§ **Brief 1**
Repeat the stretch of the mosque passage from "Commissioned by an" through "hold it together.".
§ **Brief 2**
List every individual person named in the mosque passage.

Commissioned by an Ilkhanid administrator from Ashtarjan and dated by two separate inscriptions to 1315–16, this mosque has survived in excellent condition. Construction appears to have been swift, executed in phases over a brief period. The calligraphy inside the mosque mentions Ahmad ebn Banna and Haji Mohammad Kashi Tarash as the builders in charge of construction of the mosque. One of the main reasons for this mosque's survival after more than seven centuries is the metal wires that are placed inside the walls of the mosque that hold it together.

=== Patronage and political context ===
The inscriptions reveal the complex political landscape of the Ilkhanid period. While the mosque was built under Oljeitu's officially Shi'ite rule (evidenced by the inclusion of the Twelve Imams' names), its construction was commissioned by Fakhr al-Dunya wa'l-Din Muhammad b. Mahmud b. 'Ali al-Ushturjani, identified as a mustawfi (state accountant) and munshi (secretary), rather than a high-ranking vizier. His inflated titles, like "King of the Viziers in the Universe," highlight the changing nature of political authority during this period.

== Architecture ==

=== Exterior ===
The north entrance of the mosque has a stalactite-vaulted recess framing the pointed arch portal. It has geometric decorations of light- and dark-blue tile mosaic combined with unglazed terracotta, and a foundation inscription in tile mosaic thuluth. There are also square Kufic panels made of terracotta and glazed tile. The two minarets flanking the portal are adorned with diagonal bands of banna’i script in glazed tiles. The east portal has a much simpler design than the north portal. It has stucco panels with an inscription with a floriated scroll ground.

Stored items from a collection
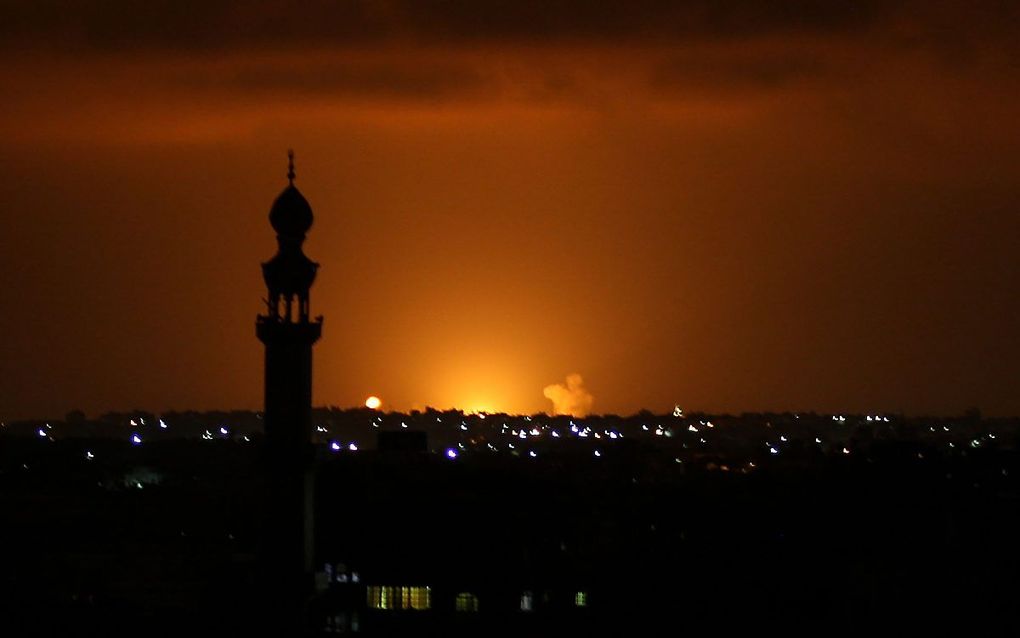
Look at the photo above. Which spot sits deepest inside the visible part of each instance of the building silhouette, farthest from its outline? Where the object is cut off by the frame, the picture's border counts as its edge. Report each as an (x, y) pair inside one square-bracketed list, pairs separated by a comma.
[(289, 333)]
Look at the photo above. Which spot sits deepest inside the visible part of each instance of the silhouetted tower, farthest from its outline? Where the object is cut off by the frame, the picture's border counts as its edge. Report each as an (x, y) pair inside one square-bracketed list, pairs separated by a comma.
[(289, 334)]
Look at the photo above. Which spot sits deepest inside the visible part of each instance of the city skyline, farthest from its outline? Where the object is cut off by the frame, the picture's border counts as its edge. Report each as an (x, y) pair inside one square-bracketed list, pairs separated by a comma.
[(795, 208)]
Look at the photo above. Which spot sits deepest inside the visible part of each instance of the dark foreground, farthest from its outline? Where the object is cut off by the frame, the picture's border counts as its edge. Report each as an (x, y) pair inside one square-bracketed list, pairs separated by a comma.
[(163, 540)]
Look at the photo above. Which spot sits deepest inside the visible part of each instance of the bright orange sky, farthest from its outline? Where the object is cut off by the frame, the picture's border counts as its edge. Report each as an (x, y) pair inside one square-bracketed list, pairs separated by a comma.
[(809, 206)]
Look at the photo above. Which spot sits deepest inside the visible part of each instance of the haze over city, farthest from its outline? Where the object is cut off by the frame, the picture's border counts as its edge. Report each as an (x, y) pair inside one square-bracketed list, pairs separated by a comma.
[(729, 207)]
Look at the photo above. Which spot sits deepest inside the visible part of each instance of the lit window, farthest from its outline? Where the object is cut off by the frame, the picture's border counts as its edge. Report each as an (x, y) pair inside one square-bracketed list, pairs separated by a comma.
[(386, 597), (526, 601), (467, 601)]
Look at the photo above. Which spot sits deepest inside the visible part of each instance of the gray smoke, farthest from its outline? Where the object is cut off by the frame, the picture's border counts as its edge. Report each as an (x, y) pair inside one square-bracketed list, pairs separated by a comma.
[(572, 399)]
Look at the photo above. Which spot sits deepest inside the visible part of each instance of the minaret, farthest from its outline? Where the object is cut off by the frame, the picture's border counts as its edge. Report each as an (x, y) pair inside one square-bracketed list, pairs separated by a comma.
[(289, 334)]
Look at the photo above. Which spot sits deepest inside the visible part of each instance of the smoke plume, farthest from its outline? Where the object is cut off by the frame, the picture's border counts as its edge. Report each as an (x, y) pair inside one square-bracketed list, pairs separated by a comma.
[(572, 399)]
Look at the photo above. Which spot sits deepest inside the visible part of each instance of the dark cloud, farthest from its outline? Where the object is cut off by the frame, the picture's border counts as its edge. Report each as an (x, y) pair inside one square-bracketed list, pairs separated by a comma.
[(339, 79), (749, 72), (233, 23)]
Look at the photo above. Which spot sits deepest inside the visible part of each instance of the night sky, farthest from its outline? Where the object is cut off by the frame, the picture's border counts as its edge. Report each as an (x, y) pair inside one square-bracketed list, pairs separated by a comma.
[(731, 206)]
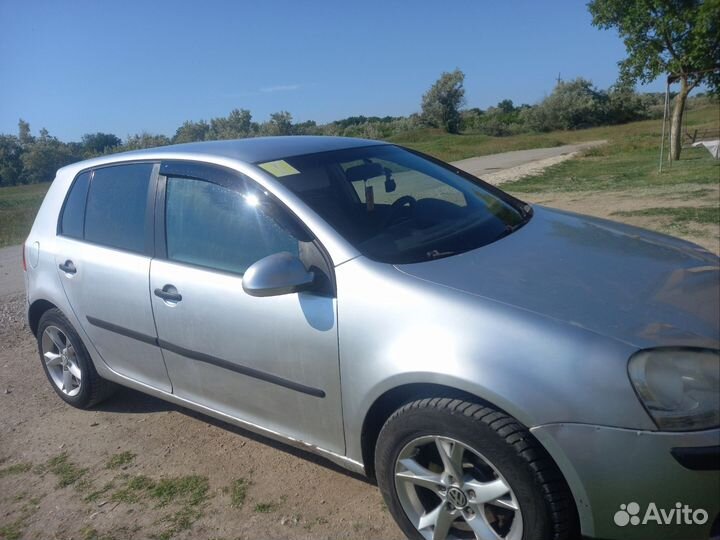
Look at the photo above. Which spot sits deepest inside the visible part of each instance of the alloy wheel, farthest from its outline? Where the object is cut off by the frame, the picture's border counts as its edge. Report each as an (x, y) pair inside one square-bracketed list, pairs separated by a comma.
[(450, 491), (61, 361)]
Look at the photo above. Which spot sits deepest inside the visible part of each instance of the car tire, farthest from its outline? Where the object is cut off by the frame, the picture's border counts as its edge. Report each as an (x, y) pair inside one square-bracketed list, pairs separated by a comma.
[(491, 452), (67, 363)]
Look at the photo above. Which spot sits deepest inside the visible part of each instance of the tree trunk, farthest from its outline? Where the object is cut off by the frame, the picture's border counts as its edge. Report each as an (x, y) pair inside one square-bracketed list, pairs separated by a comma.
[(676, 121)]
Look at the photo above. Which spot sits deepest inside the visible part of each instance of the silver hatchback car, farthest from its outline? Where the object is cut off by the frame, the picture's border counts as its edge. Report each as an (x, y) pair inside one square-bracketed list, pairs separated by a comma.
[(503, 371)]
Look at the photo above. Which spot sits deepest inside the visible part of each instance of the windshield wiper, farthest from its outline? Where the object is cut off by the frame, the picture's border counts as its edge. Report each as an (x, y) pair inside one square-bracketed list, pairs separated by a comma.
[(435, 254)]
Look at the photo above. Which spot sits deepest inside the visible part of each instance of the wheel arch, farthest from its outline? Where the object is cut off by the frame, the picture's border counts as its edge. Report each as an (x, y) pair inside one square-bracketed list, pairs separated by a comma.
[(391, 400), (36, 310)]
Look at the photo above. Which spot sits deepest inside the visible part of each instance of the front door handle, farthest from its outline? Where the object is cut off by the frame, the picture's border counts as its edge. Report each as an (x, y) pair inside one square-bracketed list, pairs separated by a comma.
[(68, 267), (168, 293)]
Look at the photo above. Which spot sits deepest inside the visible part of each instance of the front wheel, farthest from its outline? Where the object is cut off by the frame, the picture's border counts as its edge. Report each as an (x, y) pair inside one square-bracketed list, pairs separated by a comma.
[(67, 363), (450, 469)]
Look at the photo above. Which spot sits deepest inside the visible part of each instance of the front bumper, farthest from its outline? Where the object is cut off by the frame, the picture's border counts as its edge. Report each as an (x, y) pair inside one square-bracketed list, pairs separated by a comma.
[(608, 467)]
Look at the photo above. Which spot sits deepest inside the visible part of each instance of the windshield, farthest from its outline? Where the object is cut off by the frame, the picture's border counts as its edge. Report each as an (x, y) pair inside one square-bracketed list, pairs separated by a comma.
[(398, 207)]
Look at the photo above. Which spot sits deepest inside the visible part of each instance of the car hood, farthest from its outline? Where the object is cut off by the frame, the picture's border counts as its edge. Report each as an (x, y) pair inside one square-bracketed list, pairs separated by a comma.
[(633, 285)]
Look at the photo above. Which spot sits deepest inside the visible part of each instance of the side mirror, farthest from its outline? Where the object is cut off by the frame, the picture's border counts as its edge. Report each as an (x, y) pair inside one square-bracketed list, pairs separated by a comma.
[(280, 273)]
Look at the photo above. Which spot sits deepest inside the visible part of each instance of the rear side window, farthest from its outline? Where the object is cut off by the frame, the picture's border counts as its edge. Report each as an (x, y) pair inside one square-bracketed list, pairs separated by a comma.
[(116, 206), (73, 218), (215, 227)]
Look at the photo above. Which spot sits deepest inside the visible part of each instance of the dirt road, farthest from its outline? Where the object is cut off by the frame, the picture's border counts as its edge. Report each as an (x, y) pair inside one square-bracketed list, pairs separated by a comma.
[(137, 467), (488, 167)]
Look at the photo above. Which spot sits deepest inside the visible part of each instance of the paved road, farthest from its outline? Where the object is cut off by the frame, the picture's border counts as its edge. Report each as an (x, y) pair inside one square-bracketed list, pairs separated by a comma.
[(482, 165), (11, 277)]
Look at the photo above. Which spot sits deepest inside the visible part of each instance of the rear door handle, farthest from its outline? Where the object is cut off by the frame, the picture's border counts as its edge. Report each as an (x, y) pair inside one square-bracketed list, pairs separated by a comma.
[(68, 267), (168, 293)]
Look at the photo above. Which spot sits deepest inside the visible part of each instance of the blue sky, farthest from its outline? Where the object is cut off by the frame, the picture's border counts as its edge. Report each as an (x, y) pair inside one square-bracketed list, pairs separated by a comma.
[(125, 66)]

§ **Exercise answer 1**
Commissioned by an Ilkhanid administrator from Ashtarjan and dated by two separate inscriptions to 1315–16, this mosque has survived in excellent condition. Construction appears to have been swift, executed in phases over a brief period. The calligraphy inside the mosque mentions Ahmad ebn Banna and Haji Mohammad Kashi Tarash as the builders in charge of construction of the mosque. One of the main reasons for this mosque's survival after more than seven centuries is the metal wires that are placed inside the walls of the mosque that hold it together.

§ **Exercise answer 2**
Ahmad ebn Banna
Haji Mohammad Kashi Tarash
Oljeitu
Fakhr al-Dunya wa'l-Din Muhammad b. Mahmud b. 'Ali al-Ushturjani